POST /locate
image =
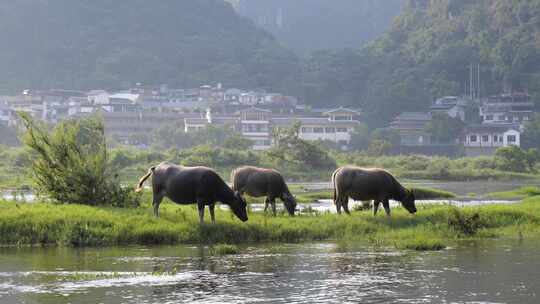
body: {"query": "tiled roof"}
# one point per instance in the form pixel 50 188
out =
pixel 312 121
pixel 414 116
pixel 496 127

★ ★ ★ ★ ★ ★ ★

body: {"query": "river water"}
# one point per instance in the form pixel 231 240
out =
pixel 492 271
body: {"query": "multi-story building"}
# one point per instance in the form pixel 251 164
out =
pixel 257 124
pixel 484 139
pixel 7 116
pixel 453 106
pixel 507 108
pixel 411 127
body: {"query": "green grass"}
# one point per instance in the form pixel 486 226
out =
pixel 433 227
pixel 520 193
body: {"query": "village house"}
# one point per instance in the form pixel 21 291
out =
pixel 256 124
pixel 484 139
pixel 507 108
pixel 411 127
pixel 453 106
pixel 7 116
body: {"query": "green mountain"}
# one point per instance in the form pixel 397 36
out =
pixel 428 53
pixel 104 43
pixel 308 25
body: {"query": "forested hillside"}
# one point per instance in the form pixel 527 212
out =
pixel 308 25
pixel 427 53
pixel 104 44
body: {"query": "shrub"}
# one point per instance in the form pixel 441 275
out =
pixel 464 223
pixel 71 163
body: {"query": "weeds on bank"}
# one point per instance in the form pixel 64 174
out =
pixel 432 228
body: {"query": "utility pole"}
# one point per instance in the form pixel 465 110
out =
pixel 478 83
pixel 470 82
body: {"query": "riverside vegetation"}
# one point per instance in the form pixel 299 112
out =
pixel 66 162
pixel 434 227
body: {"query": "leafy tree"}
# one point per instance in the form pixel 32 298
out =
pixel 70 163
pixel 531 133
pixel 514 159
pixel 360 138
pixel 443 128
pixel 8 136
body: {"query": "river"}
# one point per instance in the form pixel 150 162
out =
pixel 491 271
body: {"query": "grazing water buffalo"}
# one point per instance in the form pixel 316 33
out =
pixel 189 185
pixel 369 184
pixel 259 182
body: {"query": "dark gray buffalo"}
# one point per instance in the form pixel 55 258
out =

★ ★ ★ ★ ★ ★ ★

### Work required:
Copy the rows again, starting at the line that contains "POST /locate" and ending at the line that contains "pixel 496 127", both included, and leave the picture out of your answer.

### Task response:
POST /locate
image =
body: {"query": "tiled roof"}
# one point per instance in the form pixel 50 188
out =
pixel 312 121
pixel 414 116
pixel 496 127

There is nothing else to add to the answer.